WORK ITEM:
The following data has a line with "Target: red shingle roof" and a line with "like point(942, 403)". Write out exactly those lines and all the lines between them.

TASK DATA:
┏━━

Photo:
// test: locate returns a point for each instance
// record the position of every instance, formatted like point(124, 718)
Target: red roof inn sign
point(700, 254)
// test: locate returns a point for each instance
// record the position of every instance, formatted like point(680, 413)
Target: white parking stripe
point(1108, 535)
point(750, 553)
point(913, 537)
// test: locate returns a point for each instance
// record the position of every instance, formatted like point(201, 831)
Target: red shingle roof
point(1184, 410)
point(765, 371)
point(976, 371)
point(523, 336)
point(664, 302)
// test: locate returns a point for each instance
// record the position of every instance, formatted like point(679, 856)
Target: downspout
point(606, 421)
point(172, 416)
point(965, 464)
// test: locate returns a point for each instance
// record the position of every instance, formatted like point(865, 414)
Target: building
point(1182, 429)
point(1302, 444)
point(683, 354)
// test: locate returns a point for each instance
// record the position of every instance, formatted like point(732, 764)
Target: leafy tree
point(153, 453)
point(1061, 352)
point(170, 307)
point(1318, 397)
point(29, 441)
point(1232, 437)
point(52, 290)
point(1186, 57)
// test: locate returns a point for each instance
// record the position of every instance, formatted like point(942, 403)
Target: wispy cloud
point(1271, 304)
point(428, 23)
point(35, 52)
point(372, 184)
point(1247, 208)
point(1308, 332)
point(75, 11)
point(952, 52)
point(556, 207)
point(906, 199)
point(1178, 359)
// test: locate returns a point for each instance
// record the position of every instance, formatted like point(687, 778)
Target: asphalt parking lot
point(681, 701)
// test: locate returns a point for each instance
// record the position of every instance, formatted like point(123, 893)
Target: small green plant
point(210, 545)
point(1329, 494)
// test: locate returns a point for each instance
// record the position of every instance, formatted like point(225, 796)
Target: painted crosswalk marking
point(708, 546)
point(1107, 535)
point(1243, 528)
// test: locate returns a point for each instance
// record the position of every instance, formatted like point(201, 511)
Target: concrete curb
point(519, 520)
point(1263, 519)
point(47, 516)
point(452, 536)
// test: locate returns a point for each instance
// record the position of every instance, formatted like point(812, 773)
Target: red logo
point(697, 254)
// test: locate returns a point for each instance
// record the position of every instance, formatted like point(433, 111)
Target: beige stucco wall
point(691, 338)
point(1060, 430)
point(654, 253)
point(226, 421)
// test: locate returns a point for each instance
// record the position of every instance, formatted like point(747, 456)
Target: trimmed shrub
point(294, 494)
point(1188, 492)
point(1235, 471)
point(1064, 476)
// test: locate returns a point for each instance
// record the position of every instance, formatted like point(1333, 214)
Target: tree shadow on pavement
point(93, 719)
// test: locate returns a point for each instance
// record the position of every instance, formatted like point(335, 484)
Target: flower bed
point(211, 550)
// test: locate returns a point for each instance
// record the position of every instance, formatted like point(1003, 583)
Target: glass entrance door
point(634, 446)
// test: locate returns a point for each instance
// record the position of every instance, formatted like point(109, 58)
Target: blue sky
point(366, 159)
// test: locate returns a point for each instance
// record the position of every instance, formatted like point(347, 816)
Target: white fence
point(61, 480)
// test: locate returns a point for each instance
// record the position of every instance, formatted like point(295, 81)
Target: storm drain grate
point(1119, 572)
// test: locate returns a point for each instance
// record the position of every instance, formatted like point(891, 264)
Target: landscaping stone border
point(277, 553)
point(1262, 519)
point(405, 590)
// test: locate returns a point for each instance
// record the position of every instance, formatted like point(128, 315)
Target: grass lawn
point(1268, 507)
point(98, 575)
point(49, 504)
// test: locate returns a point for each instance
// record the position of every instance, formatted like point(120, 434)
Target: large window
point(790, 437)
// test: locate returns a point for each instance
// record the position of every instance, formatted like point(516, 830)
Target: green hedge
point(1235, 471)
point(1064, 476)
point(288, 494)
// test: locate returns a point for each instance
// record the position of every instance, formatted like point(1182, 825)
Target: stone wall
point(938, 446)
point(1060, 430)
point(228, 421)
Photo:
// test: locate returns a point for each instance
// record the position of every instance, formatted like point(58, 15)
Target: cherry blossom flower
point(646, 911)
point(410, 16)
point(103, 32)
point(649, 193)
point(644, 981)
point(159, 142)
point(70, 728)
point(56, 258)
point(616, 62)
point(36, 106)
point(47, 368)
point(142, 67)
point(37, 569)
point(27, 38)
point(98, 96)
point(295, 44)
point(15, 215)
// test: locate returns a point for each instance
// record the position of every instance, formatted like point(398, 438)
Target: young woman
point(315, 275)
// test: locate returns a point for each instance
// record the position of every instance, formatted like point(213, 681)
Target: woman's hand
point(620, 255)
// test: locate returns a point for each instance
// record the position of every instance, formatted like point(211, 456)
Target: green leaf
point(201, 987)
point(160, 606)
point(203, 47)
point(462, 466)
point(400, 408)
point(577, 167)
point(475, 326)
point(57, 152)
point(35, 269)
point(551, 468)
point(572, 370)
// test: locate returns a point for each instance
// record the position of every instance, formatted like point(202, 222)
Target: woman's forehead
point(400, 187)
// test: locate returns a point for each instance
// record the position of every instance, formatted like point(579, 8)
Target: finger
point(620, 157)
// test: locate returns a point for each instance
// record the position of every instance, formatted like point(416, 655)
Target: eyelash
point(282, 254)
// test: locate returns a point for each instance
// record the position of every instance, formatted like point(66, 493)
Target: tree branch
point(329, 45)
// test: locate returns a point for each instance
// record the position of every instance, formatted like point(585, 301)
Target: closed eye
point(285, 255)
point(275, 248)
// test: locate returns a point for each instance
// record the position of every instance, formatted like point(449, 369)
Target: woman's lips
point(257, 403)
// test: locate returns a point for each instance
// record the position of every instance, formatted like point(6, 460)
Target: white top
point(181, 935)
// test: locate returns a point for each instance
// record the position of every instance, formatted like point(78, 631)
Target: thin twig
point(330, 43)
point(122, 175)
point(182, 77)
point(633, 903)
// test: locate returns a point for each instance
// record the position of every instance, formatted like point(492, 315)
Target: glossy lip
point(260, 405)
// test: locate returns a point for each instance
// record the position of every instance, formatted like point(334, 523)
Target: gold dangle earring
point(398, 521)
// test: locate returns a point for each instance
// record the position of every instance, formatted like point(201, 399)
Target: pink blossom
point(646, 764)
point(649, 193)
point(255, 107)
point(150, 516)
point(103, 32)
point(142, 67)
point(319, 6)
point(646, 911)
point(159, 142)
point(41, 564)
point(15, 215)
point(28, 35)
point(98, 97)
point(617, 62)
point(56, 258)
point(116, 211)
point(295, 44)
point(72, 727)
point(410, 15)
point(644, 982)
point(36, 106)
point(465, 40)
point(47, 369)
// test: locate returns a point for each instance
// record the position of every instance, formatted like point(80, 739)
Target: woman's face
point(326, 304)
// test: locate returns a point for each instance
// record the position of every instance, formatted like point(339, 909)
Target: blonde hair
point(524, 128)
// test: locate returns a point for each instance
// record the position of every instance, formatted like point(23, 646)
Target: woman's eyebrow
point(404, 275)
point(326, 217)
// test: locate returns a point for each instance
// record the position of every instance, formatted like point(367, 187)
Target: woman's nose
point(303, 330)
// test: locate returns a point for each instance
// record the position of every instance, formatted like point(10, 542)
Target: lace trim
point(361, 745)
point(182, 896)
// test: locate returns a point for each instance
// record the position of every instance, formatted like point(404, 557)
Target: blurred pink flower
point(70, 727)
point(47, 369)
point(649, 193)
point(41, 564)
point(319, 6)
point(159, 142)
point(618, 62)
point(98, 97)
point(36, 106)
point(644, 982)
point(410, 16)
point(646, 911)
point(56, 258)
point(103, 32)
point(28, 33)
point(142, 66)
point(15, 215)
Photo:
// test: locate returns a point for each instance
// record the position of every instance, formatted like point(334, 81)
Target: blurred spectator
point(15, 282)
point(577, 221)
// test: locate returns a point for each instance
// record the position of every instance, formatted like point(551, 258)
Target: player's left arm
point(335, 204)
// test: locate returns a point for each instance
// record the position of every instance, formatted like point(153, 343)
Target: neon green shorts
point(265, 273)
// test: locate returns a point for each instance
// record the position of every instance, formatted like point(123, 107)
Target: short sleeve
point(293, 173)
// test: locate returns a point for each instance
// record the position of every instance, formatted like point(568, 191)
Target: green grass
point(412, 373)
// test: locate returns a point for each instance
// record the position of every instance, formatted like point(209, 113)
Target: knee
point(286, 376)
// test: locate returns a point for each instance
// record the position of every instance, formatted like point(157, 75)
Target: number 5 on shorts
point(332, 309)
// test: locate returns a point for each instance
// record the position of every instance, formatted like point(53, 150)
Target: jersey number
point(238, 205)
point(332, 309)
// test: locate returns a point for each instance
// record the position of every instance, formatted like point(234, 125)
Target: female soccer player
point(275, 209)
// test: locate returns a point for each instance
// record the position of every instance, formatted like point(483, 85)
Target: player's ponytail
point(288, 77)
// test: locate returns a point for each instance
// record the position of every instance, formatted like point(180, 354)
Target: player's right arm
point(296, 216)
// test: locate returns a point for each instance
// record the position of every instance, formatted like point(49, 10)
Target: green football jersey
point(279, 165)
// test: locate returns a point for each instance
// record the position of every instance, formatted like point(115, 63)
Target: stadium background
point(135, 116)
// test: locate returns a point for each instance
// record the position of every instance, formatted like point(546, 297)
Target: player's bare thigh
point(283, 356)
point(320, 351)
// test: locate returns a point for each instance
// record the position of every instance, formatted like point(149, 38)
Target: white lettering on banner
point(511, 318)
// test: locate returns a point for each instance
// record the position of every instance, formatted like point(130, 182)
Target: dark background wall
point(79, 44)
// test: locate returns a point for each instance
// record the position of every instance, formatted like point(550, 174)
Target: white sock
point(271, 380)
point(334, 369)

┗━━

EXERCISE RESULT:
Target: red shingle roof
point(1184, 410)
point(765, 371)
point(976, 371)
point(523, 336)
point(664, 302)
// test: locate returns a point for each instance
// record the position of every instance, formatted like point(679, 856)
Target: downspout
point(606, 421)
point(172, 416)
point(965, 464)
// test: locate returns a point for each instance
// record the position of every instance, formatted like point(865, 414)
Target: building
point(1182, 429)
point(1302, 444)
point(683, 354)
// test: locate returns a point for each instance
// record the position of every instance, formatted like point(732, 764)
Target: leafy tree
point(153, 453)
point(1061, 352)
point(170, 307)
point(1318, 397)
point(29, 441)
point(1232, 437)
point(52, 290)
point(1186, 57)
// test: locate returns a point for each instance
// record the position of every instance, formatted like point(942, 403)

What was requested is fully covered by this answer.